■ **What you will do**:
- 1) Please list the kinds of Lye's work that the Len Lye book review below links to his fixation on sensation and energy.
- 2) Answer these from the Len Lye book review below, one short line each:
(a) Who published the book, and in what year?
(b) How many pages does the paperback have?
(c) Which two friends urged Lye on with his writing?
- 3) Write a continuation of the Len Lye book review below, picking up after its final sentence.

■ **Given text**:
begin
Edited with a substantial introduction by Roger Horrocks
With small drawings and b/w photographs
Paperback, 76pp


Published by Govett-Brewster Art Gallery and Len Lye Foundation 2021

A thin pocket-sized publication for reading on the train or in a dentist’s waiting room, this portable sampler (with little illustrations) has Lye biographer and anthologiser Roger Horrocks broadening the Lye material offered as poetry, now in his selection cleverly including some unorthodox portions of essays, spontaneous notes or short dissertations that capture Lye’s imaginative ways of word choice and juxtaposition.

Continuously flowing (paragraphed) prose poems and discrete vertically dropping line clusters are happily mixed by Horrocks, so Lye’s exhilaration at the bodily processes of something even as common as writing or drawing—its muscularity, the weight of the limbs, yellow-paged pad and sound producing nib—are emphasised; highlighting the materiality or physicality involved.

Urged on with his writing by his friends Robert Graves and Laura Riding, he loved collaborating with his mates. Whether recalling eidetic childhood memories, or describing creative acts on the spot as they occur, Lye’s fixation on sensation and stored or released energy we see here to be linked (as you’d expect) to his exuberant films, kinetic sculptures, photograms, batiks and paintings.
They are selected from the five volumes of Len Lye writings published so far (that Horrocks has edited)—most written in the forties—that often cross-connect.

For example, there is a marvellous image of himself as I’ve described above, drawing with a pad on his knee and his wonky hand holding an even wonkier pencil—with the drawing rendering an x-ray version of the inner bone of his supporting right leg.
end
■ **Provided records**:
begin
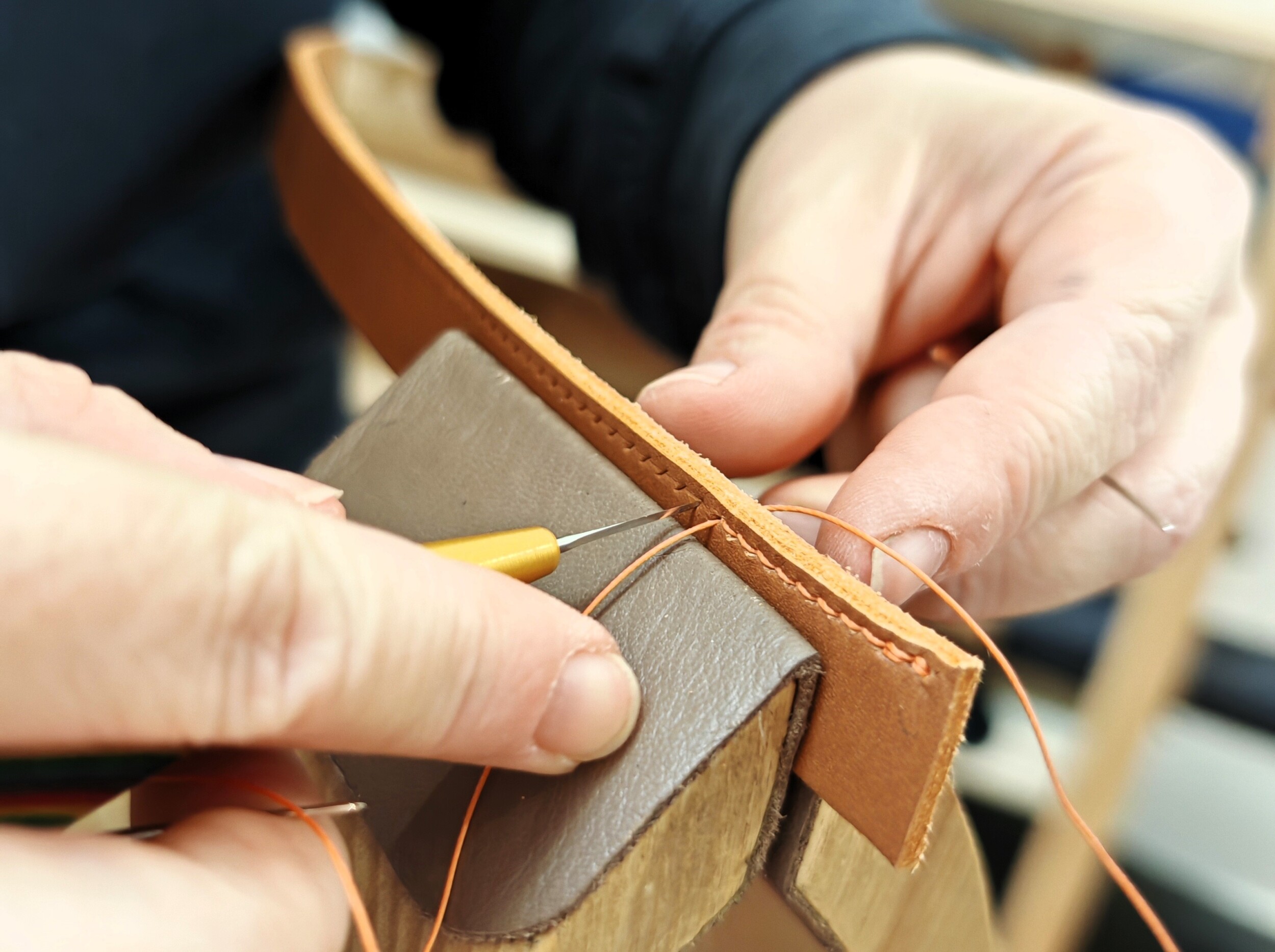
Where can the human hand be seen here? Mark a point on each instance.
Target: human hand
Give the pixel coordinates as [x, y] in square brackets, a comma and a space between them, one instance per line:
[159, 596]
[894, 203]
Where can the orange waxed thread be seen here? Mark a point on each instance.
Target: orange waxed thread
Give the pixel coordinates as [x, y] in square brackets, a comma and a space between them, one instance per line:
[896, 653]
[1113, 869]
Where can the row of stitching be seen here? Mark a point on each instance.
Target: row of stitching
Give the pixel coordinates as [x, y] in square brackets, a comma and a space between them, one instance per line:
[529, 360]
[886, 648]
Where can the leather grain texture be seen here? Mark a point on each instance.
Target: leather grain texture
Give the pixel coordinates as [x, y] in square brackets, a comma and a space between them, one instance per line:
[894, 696]
[460, 447]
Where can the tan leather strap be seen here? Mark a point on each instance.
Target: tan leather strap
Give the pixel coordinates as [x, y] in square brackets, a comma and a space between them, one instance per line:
[894, 695]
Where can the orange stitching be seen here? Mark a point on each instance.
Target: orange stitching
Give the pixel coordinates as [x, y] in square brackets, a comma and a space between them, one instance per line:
[888, 649]
[529, 360]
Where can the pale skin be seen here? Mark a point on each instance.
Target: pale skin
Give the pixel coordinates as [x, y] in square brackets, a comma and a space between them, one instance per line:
[889, 205]
[160, 596]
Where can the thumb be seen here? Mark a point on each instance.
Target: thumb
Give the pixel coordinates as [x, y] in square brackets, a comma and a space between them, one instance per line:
[811, 239]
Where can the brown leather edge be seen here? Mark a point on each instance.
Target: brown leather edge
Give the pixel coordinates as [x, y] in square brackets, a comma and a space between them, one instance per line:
[881, 734]
[786, 862]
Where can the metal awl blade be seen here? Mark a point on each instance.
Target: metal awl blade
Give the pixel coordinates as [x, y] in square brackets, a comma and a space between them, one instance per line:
[569, 542]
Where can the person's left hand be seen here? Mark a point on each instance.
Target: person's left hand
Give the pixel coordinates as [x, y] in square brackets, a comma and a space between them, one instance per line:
[893, 205]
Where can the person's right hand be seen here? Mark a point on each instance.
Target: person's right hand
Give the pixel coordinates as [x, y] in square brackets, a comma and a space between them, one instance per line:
[159, 596]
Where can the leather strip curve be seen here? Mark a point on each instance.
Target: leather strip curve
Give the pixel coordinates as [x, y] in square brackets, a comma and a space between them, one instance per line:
[893, 703]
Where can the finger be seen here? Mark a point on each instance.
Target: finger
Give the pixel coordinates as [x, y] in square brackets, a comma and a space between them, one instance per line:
[1098, 538]
[144, 608]
[58, 399]
[211, 779]
[901, 394]
[1070, 385]
[223, 880]
[806, 286]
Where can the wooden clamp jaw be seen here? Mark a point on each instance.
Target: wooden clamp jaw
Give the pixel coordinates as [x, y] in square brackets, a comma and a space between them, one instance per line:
[894, 695]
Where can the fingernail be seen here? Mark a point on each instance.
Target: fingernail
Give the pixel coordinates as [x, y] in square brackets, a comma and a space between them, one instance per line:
[712, 373]
[593, 708]
[925, 548]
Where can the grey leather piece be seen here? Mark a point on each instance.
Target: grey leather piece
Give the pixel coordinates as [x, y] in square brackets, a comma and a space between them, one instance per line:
[460, 447]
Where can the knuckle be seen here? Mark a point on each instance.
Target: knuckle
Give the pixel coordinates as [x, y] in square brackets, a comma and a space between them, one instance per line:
[268, 658]
[31, 385]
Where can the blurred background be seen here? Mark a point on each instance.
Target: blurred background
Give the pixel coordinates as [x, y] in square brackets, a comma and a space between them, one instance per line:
[1161, 699]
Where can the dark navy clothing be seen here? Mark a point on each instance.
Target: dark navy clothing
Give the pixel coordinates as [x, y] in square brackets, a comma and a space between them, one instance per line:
[141, 239]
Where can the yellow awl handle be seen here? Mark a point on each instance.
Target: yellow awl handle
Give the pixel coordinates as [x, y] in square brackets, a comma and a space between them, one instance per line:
[528, 555]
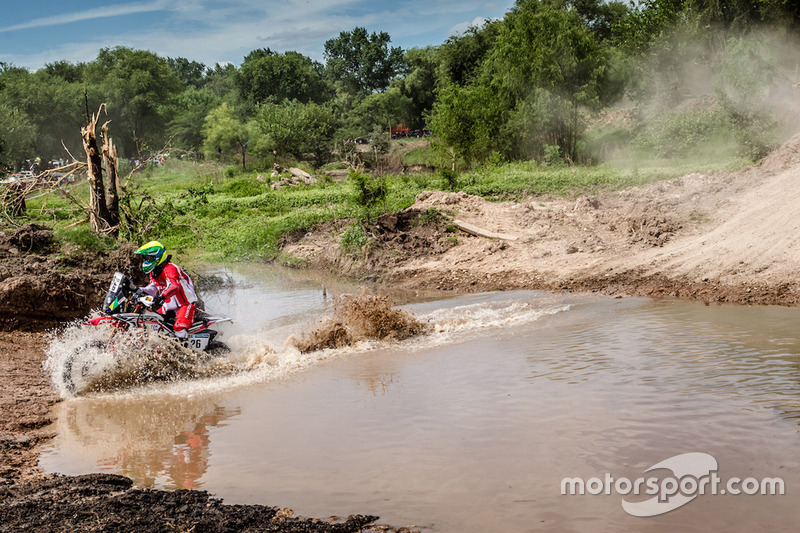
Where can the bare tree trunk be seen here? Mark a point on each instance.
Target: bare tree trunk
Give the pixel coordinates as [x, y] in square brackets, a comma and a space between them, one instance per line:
[112, 177]
[99, 216]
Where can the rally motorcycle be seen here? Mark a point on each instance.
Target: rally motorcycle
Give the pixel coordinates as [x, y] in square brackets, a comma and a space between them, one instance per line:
[127, 308]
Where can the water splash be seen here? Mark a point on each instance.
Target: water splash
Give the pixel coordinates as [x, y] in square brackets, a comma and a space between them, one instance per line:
[90, 360]
[358, 317]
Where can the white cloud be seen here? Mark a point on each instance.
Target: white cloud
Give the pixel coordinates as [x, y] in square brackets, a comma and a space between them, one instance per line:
[100, 12]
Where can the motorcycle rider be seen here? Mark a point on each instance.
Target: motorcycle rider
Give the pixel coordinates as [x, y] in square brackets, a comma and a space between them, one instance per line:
[171, 288]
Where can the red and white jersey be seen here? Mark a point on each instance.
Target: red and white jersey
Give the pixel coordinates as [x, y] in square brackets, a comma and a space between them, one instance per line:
[174, 285]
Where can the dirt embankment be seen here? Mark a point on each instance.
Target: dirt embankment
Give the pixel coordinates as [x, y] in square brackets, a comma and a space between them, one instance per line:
[41, 284]
[714, 237]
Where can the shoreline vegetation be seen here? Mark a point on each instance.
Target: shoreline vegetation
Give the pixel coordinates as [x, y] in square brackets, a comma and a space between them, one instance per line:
[628, 149]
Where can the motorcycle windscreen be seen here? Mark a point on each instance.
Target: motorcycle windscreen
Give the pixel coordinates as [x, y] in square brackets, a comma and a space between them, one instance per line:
[117, 293]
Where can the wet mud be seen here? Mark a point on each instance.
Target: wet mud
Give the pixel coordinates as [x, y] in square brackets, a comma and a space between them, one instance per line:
[107, 502]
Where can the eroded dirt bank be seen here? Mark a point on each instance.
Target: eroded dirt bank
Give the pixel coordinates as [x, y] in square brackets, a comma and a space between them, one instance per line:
[713, 237]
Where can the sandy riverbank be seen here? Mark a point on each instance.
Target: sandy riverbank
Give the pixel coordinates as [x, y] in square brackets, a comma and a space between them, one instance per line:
[716, 237]
[712, 237]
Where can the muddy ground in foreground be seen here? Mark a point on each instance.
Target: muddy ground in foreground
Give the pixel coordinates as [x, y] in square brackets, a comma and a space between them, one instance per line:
[712, 237]
[41, 285]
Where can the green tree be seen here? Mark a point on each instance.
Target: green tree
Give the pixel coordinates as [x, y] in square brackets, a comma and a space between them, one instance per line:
[462, 56]
[469, 120]
[419, 84]
[363, 61]
[552, 66]
[296, 129]
[266, 76]
[384, 110]
[17, 135]
[224, 134]
[191, 73]
[137, 85]
[192, 107]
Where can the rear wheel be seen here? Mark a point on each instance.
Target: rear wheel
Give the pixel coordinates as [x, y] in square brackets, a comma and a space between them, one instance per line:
[217, 349]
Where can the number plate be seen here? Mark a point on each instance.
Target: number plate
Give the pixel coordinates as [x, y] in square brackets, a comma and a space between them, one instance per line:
[115, 282]
[199, 342]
end
■ **Answers to the exercise**:
- 1)
- films
- kinetic sculptures
- photograms
- batiks
- paintings

- 2)
(a) The Govett-Brewster Art Gallery and the Len Lye Foundation, in 2021.
(b) 76 pages.
(c) Robert Graves and Laura Riding.

- 3)
Positioned on the opposite page (p.40) is a poem about the meat in his limbs that parallels the salient constantly-moving elements of the earth’s body:

Silk inside stone
to me is marrow
making of red and white
blood so I hold
words in the bone

seas of tall tree waves
clouds in our depths
tides of green grass
in sinews of earth
moving beneath surfaces

to reach the taut skin
of my know of you

Sixteen pages later in Body English:

I have to stop writing to feel it in me as the enjoyment of sitting and feeling a good weighted leg across the thigh near the knee on top of the other and the bread-board on the slope of the crossed leg’s thigh with the left-hand’s fingers holding the plain yellow notepaper, and the pen-nib ink flowing on it as the nib makes a pleasant rubbing sound on the sounding board of the bread-board and I can feel its vibrations transmitted to my thighbone and I’m dealing with sensation….

On the righthand page is A Feeling for Motion:

When not observing motion I feel it in my actions…There isn’t a motion that one cannot isolate and feel in relation to one’s own solid body.

Another work, How to Write a Poem, is about commitment to a necessary promotional task that artists often do, within maximum comfort. A cup of coffee and a pastry are needed close at hand.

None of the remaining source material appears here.